TEXT SHOWN START

Wednesday, 10 April 2013

Margaret Thatcher: the view from Broken Barnet




As we have observed many times, here in Broken Barnet, there is a certain inexplicable synchronicity that underlies the sequence of events, the peculiar chronology, the hidden history, and the unseen geography of our borough. 

Our Tory councillors have no regard for local history, or heritage: Broken Barnet, in their conception, exists in a dimension of its own, in a place caught forever in a moment of time.

Yes: of course we are talking about the Thatcher years. The only legacy that matters, for local Tories, who represent a particularly mutant form of Conservatism, clinging obstinately to a set of values that their own party shoved to the back of the drawer years ago, but probably speaks to a certain type of unthinking, Daily Mail reading voter: a quaintly retro obsession with unions, the threat of 'socialism', an instinctive fear of Europe, a detestation of 'red tape', bureaucracy, political correctness ... 

Finchley constituency was the seat of Margaret Thatcher for thirty three years, from 1959 to 1992. At every election night, she would come to Hendon Town Hall, and wait impatiently for the result - once Prime Minister, as Mrs Angry recalls, this visit would entail an enormous security operation - and a covert installation of copious supplies of gin for the Mayor's Parlour, and the gratification of Denis, as the count inevitably continued into the small hours. 

Look at the following footage of election night, 1987, and the results announced in the council chamber at the Town Hall. (One can only wonder how differently might the course of history have run, of course, here in Broken Barnet, if only Lord Buckethead had won, instead of Margaret ...)

And listen very carefully, half way in, once the speech begins, the admirably rude heckling, and references to 'fascist scum' are followed by what appears very much to Mrs Angry to be a contribution by our dear friend Mr Shepherd, the veteran attendee of all council meetings, who sits throughout sorting through two bags of cuttings from the Morning Star, and making impertinent suggestions to Tory councillors ...



 
That Margaret Thatcher's long reign in Finchley was universally popular is a myth that local Tories would like everyone to believe: but many of them are far too young to remember how it was, and indeed the keen ardour with which they view her, and the iconic status she holds as their generation's political pin-up, is a most peculiar phenomenon.

TEXT SHOWN END

GOAL OF THE EXERCISE:
List every year given as a four-digit number in the text on Margaret Thatcher and Broken Barnet, in order of appearance.

RAW DATA START

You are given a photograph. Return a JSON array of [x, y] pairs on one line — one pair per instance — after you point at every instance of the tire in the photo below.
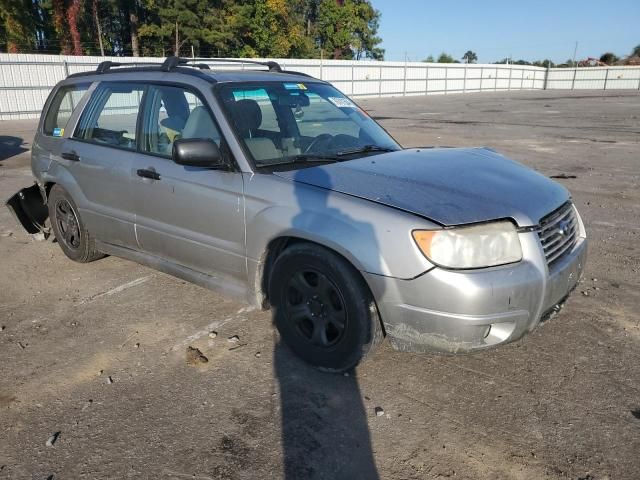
[[323, 309], [74, 239]]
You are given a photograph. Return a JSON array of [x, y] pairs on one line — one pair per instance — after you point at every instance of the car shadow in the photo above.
[[11, 146], [325, 433], [324, 425]]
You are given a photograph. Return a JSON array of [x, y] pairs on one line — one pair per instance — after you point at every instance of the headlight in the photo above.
[[477, 246]]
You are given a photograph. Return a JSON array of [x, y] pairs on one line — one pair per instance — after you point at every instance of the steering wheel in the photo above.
[[324, 137]]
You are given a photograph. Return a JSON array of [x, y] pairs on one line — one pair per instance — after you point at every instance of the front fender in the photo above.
[[352, 239], [375, 238]]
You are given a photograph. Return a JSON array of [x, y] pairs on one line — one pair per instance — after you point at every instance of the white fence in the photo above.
[[26, 80]]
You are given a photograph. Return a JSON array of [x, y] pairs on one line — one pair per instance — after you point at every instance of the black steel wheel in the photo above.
[[68, 224], [322, 308], [72, 236]]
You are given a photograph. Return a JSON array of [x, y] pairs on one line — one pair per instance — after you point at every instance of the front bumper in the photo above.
[[464, 311]]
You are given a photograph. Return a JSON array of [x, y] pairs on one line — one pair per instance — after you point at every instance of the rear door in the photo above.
[[100, 155], [191, 216]]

RAW DATA END

RESPONSE BELOW:
2013, 1959, 1992, 1987